**Dataset items**
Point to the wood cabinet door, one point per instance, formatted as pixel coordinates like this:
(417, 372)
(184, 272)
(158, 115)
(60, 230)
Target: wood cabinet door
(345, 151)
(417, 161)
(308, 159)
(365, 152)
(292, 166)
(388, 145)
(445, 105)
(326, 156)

**WHAT IS EXPECTED**
Every record must appear in the answer exactly as it appears above.

**ANSWER TO THE PROBLEM**
Point to the wood cabinet door, one point per instance, formatted as pixel coordinates like this:
(417, 372)
(184, 272)
(158, 115)
(60, 230)
Target: wood cabinet door
(345, 151)
(417, 161)
(308, 159)
(365, 152)
(292, 166)
(388, 145)
(445, 105)
(326, 156)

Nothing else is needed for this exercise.